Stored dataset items
▬▬▬▬▬▬▬▬▬▬
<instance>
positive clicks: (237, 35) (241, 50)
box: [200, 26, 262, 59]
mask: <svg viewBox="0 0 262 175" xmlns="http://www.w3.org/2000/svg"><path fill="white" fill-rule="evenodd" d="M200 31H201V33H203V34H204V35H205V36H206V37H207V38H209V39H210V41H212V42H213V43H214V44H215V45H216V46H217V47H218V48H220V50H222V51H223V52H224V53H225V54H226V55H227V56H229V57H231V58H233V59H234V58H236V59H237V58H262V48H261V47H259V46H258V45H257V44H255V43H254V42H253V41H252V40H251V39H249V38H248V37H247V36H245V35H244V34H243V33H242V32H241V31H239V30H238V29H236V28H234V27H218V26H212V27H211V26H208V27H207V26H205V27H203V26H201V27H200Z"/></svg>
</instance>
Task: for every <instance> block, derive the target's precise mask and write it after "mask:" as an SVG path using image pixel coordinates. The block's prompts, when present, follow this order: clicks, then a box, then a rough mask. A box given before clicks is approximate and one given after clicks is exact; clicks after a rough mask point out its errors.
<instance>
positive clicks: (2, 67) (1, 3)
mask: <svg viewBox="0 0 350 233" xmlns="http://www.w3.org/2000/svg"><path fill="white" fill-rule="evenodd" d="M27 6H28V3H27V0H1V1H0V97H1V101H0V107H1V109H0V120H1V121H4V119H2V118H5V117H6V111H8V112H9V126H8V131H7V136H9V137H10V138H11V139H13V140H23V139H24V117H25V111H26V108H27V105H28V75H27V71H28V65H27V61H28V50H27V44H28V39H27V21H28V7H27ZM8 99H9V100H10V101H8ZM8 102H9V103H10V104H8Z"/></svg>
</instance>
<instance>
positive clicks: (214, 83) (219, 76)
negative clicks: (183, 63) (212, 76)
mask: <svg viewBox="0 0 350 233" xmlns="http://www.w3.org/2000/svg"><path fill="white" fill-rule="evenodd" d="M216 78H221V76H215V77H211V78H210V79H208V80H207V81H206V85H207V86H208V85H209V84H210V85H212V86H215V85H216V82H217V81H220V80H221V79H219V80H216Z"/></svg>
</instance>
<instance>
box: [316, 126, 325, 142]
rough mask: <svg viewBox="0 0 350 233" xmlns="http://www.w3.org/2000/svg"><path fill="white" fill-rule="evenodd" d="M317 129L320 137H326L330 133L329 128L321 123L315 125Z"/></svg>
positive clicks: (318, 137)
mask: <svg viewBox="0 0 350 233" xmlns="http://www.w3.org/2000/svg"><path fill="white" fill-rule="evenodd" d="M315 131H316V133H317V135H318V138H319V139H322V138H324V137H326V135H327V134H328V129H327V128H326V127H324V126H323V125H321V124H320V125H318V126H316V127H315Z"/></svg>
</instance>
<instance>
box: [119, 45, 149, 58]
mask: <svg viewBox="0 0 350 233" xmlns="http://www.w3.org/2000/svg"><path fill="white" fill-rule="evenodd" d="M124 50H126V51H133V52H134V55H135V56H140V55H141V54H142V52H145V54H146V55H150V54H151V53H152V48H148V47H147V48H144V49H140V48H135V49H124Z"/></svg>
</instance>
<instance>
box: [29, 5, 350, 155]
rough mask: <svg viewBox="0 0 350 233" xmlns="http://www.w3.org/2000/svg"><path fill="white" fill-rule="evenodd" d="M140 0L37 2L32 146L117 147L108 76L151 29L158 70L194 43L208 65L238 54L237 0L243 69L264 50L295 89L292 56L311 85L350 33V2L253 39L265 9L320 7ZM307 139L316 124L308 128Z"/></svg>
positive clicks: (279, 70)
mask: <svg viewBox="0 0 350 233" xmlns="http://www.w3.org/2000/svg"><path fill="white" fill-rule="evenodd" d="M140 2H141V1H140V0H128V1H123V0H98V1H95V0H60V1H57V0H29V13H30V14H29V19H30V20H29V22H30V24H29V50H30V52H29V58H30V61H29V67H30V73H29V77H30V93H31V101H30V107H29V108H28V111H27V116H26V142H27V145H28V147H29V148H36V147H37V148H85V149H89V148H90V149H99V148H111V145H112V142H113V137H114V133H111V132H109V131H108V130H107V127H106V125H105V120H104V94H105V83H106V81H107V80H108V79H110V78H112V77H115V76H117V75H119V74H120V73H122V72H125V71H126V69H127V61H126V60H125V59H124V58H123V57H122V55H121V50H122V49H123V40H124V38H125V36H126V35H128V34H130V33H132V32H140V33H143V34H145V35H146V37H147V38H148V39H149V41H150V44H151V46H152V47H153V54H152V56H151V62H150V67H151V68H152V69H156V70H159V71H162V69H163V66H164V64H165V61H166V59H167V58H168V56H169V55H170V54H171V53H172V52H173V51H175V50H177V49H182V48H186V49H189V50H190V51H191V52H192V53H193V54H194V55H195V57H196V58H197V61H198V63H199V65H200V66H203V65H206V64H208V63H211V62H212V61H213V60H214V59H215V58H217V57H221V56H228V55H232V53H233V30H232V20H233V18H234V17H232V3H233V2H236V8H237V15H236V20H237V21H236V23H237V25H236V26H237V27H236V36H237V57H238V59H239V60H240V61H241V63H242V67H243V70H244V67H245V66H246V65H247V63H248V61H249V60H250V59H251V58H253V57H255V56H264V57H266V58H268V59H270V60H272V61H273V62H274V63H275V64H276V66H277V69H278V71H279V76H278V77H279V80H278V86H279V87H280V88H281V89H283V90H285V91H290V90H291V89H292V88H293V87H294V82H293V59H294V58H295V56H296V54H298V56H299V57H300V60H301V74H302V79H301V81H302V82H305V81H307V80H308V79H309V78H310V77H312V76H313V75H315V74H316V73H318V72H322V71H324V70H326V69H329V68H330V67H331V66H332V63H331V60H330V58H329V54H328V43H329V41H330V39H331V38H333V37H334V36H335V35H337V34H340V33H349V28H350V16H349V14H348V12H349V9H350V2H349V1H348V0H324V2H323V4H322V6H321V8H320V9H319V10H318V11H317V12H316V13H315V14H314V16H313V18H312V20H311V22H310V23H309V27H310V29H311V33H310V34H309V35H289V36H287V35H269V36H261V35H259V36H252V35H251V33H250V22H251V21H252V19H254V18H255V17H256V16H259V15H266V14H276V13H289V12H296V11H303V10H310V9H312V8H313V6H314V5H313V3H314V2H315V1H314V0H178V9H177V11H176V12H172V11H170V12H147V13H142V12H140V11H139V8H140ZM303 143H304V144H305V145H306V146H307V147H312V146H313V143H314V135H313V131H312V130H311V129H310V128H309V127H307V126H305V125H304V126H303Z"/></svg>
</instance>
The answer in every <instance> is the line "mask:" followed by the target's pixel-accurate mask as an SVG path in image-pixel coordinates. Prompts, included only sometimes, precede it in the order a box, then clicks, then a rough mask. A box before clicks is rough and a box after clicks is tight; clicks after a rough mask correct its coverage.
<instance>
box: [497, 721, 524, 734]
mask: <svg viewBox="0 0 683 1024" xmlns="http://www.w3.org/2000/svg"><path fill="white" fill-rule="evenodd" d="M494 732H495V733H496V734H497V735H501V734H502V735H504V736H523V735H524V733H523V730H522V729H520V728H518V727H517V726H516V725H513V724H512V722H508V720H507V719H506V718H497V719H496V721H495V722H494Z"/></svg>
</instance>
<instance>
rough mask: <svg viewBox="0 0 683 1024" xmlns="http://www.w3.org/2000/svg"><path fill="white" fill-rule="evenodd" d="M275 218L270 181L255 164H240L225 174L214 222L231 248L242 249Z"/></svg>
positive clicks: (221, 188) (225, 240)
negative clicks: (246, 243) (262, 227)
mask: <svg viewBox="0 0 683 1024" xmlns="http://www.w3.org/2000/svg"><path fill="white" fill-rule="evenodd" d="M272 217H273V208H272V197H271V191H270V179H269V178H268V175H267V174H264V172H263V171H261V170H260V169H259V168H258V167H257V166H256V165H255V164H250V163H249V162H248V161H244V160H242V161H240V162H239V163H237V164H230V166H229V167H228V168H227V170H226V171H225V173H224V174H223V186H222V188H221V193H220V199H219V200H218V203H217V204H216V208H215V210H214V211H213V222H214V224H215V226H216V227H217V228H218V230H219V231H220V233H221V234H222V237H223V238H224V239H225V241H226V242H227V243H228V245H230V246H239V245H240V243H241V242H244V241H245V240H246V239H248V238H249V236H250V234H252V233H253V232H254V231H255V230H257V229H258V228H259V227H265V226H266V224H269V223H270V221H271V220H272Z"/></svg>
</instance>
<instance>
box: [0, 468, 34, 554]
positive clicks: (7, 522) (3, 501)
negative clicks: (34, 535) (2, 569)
▬▬▬▬▬▬▬▬▬▬
What to work on -
Among the lines above, find those that contain the word "coordinates" and copy them.

Solved exercise -
Task: for every <instance> block, derive the target's precise mask and write it after "mask:" as an SVG path using image pixel coordinates. The block's prompts, when present, follow this order: clicks, then a box, then a rough mask. A box given before clicks is approximate and one given after clicks is exact; clicks after a rough mask point out its errors.
The answer in every <instance> is the line "mask:" followed by the target's pixel-accurate mask as an SVG path in image-pixel coordinates. Prompts, included only sometimes, precede it in the order a box, then clicks, then a rough mask. A box before clicks is rough and a box after clicks is tight; clicks after a rough mask correct its coverage.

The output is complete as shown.